Derick Rethans 12:24

Yeah, I mean, I'm looking at so much extra code now. Interestingly, when going to the RFC, and as a side note, it mentioned somewhere that when defining more properties, the line length goes too long, because you now have this extra keyword in there. And that could benefit from then separating the constructor arguments over multiple lines. And that that raises the point is that you can use a trailing comma in arrays when you call functions, but not in argument lists. And I saw that you've also made another RFC for adding the trailing commas in the parameter lists.

Nikita Popov 12:58

So there's like a super simple RFC, just allow that extra comma. This has actually already been discussed a couple of times in the past, and has not, has been declined that point.

Derick Rethans 13:13

I'm just having a quick look at it. Because this RFC is already voting to see what the current votes are, and it's 58 for and one against.

Nikita Popov 13:21

I think like the main counter argument people have against this kind of trailing comma stuff is, well, doesn't that mean that it encourages writing methods with a lot of parameters, which is a bad style. I don't think it does. And I think that even if you don't have a lot of parameters, it's fairly easy to run into line length limitations, because nowadays like to use expressive long parameter names, and expressive long type names, so even without adding an extra protected in front of all of that, you can really easily get signatures that split across multiple lines. In which case having the trailing comma is nice, mainly because we already write it everywhere else.

Derick Rethans 14:12

Except for in arguments to methods, because you can't.

Nikita Popov 14:17

Well, there are also a couple of other places where you can't. For example, like if you have a class implements, and then implements many interfaces, then you can't put a trailing comma after the last interface. And this is something we could also allow. But I think the relevant distinction there is that this is kind of a freestanding list. Um, it's not wrapped inside brackets, or parentheses. So it kind of looks a little bit weird if you have a trailing comma there, which is possibly also why previous RFC on that simply allowed trailing comma everywhere did not pass.

Derick Rethans 14:58

As I said, it looks likely that will pass.

Nikita Popov 15:01

Yes, I think it's unlikely that we're going to get 13 new no votes.

Derick Rethans 15:07

What I also find interesting is that an RFC that you've mentioned earlier in the episode is that attributes are going to pass as well. At the moment, there's only one no votes there as well, which surprised me because the last time attributes was discussed was very much not going to pass whatsoever.

Nikita Popov 15:27

Yeah, this is an interesting effect. It's hard to say why it happens. Probably, well, part of the reason is just that issues that were raised on previous proposals have been addressed. For example, the last one by Dmitri had the very controversial aspects where it's exposed the AST. The abstract syntax tree representation of the attributes, which has gone from this one, and thus removes one of the contentious issues. But I think another part is just that sometimes it takes multiple proposals to really get an idea through internals. We have this situation pretty commonly that though the first RFC fails, second RFC fails, and then the third one does pass.

## Information provided
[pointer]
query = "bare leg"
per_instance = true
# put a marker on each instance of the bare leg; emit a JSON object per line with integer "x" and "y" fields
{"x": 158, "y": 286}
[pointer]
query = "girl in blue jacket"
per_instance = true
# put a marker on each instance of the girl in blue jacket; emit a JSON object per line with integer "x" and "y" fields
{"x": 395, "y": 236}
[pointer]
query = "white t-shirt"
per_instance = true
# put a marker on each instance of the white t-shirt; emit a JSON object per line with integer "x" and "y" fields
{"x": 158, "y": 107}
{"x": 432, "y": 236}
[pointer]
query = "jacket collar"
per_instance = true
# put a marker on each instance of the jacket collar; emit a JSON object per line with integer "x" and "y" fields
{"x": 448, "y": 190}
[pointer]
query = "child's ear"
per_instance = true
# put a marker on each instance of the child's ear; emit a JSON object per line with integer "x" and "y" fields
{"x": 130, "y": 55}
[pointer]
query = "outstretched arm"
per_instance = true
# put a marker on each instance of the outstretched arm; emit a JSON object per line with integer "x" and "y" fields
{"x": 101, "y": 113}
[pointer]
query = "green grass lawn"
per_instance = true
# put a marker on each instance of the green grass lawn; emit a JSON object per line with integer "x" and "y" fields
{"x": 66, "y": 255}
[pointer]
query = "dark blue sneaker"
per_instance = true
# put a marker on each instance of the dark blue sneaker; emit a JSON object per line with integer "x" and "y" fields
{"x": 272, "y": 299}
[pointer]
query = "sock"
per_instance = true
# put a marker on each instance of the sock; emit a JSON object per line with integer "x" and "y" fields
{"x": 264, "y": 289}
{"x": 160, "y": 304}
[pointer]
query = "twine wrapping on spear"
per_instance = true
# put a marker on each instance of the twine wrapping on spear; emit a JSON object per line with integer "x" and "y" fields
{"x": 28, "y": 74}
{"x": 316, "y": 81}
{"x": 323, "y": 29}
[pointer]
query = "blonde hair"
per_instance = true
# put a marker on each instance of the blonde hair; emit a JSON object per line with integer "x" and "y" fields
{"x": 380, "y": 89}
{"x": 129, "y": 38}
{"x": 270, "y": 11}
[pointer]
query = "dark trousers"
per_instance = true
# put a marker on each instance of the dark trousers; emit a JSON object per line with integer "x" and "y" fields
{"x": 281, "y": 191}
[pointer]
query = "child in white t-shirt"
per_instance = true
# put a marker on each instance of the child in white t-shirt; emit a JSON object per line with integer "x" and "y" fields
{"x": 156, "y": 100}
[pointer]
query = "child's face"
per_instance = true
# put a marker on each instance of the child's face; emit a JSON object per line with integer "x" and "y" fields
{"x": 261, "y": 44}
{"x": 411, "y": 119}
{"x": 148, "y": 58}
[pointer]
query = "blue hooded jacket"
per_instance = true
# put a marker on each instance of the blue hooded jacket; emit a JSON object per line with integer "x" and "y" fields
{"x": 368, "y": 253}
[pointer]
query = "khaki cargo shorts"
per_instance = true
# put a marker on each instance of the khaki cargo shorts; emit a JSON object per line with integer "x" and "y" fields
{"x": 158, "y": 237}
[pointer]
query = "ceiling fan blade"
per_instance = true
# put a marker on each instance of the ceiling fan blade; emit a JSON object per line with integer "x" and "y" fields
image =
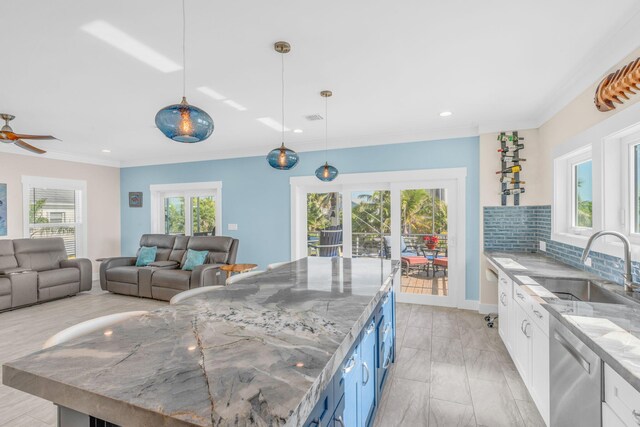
{"x": 20, "y": 143}
{"x": 24, "y": 136}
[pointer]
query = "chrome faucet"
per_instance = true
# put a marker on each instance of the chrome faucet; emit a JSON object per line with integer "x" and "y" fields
{"x": 629, "y": 286}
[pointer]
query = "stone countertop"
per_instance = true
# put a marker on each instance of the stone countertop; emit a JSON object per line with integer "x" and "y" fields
{"x": 259, "y": 352}
{"x": 612, "y": 331}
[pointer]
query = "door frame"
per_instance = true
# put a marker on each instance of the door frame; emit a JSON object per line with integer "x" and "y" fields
{"x": 454, "y": 178}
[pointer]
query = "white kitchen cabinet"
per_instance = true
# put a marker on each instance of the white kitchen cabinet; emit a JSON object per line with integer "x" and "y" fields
{"x": 539, "y": 381}
{"x": 621, "y": 398}
{"x": 522, "y": 344}
{"x": 609, "y": 418}
{"x": 504, "y": 305}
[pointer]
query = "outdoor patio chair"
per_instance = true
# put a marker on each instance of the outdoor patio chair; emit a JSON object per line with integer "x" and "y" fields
{"x": 330, "y": 242}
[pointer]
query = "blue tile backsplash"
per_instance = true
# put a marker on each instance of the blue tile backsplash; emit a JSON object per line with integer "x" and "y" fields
{"x": 521, "y": 228}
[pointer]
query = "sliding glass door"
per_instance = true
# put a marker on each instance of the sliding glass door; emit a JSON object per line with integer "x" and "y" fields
{"x": 418, "y": 223}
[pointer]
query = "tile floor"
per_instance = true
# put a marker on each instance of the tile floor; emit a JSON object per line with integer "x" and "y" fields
{"x": 451, "y": 370}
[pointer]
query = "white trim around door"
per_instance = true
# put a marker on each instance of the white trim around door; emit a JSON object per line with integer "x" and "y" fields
{"x": 453, "y": 179}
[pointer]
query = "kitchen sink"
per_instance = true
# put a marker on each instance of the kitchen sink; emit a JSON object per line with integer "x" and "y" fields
{"x": 580, "y": 290}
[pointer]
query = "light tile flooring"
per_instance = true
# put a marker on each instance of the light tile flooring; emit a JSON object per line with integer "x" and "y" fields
{"x": 452, "y": 370}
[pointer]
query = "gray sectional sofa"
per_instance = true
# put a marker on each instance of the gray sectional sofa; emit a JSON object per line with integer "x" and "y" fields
{"x": 37, "y": 270}
{"x": 164, "y": 278}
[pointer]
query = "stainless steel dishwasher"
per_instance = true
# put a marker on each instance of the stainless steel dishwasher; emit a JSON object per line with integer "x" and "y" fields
{"x": 576, "y": 380}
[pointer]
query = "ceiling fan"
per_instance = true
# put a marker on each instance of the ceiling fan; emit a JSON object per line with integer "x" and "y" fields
{"x": 8, "y": 136}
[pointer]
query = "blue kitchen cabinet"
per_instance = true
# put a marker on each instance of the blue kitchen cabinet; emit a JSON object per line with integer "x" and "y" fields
{"x": 385, "y": 340}
{"x": 368, "y": 373}
{"x": 352, "y": 398}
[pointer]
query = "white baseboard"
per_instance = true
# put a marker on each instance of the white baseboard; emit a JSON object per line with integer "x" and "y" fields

## Instructions
• 1. Set down the passage of the transcript from "Well, there are" to "that will pass.".
• 2. Decide whether each statement agrees with the transcript, and support each yes or no with the deciding words quoted from it. (a) The vote on the trailing-comma RFC stood at 58 for and one against. (b) A trailing comma may already follow the last interface in a class implements list. (c) The earlier attributes proposal by Dmitri exposed the abstract syntax tree.
• 3. Extend the transcript of the PHP discussion beyond its final line.
The material has no connection to the transcript.

## In response
• 1.
Well, there are also a couple of other places where you can't. For example, like if you have a class implements, and then implements many interfaces, then you can't put a trailing comma after the last interface. And this is something we could also allow. But I think the relevant distinction there is that this is kind of a freestanding list. Um, it's not wrapped inside brackets, or parentheses. So it kind of looks a little bit weird if you have a trailing comma there, which is possibly also why previous RFC on that simply allowed trailing comma everywhere did not pass.

Derick Rethans 14:58

As I said, it looks likely that will pass.

• 2.
(a) Yes: "it's 58 for and one against."
(b) No: "then you can't put a trailing comma after the last interface."
(c) Yes: "the last one by Dmitri had the very controversial aspects where it's exposed the AST."

• 3.
Derick Rethans 16:18

It's also it's taken five years or so. And people's opinions might just change about these things.

Nikita Popov 16:23

Exactly. The previous proposals might just have been before their time.

Derick Rethans 16:29

I saw you had made one other tiny RFC, which is the stricter type checks for arithmetic slash bitwise operators. What is that about?

Nikita Popov 16:40

Very simple. So if you're write, well, x minus y, and x is an array. And y is a resource, like what do you expect the outcome to be? There is really no reasonable way that can work. So this RFC proposes to make the arithmetic and the bitwise operators, when working on arrays, when working on objects, and working on resources, simply throw an exception. And the motivation for that was the operator overloading RFC, which has in the meantime been declined. But still, this was a concern raised there that while you can overload operators for objects, but you still get pretty weird behaviour if an overloaded operator is missing, because we currently handle that with just a otice and assuming that the object is equal to one, which is usually not a useful or desired behaviour.

Derick Rethans 17:39

There is of course, one exception where you can still use an arithmetic operator, which is the plus between arrays.

Nikita Popov 17:46

That's right, yeah. So array plus array is similar to an array merge operation. And that one is of course, well defined and remains supported

Derick Rethans 17:55

Whereas things like true divided by 17, although not sensible, it'll continue to work.

Nikita Popov 18:00

Right, that also. Yeah, so because this is simply a much more contentious issue whether, like implicitly treating true as one is a good idea or not. Personally, I know I have written code where I, for example, add up booleans. Just as a count of how often something is true. This is like maybe maybe, style wise it would be better to write an explicit integer cast. But the code is also not really wrong. This may be as a discussion for another time.

Derick Rethans 18:33

As we've said before, the smaller the RFCs, the easier it is to get them passed as well. Alright, Nikita, thanks for taking the time this morning to talk to me about constructor property promotion RFC, and a few others. We'll see whether they get passed for PHP eight.

Nikita Popov 18:48

Thanks for having me Derick, once again.

Derick Rethans 18:52

Thanks for listening to this instalment of PHP internals news, the weekly podcast dedicated to demystifying the development of the PHP language. I maintain a Patreon account for supporters of this podcast, as well as the Xdebug debugging tool. You can sign up for Patreon at https://drck.me/patreon. If you have comments or suggestions, feel free to email them to derick@phpinternals.news. Thank you for listening, and I'll see you next week.


PHP Internals News: Episode 52: Floats and Locales

PHP Internals News: Episode 52: Floats and Locales

In this episode of "PHP Internals News" I talk with George Banyard (Website, Twitter, GitHub, GitLab) about an RFC that he has proposed together with Máté Kocsis (Twitter, GitHub, LinkedIn) to make PHP's float to string logic no longer use locales.

The RSS feed for this podcast is https://derickrethans.nl/feed-phpinternalsnews.xml, you can download this episode's MP3 file, and it's available on Spotify and iTunes. There is a dedicated website: https://phpinternals.news

Transcript

Derick Rethans 0:16

Hi, I'm Derick. And this is PHP internals news, a weekly podcast dedicated to demystifying the development of the PHP language. This is Episode 52. Today I'm talking with George Banyard about an RFC that he's made together with Mate Kocsis. This RFC is titled locale independent floats to string. Hello, George, would you please introduce yourself?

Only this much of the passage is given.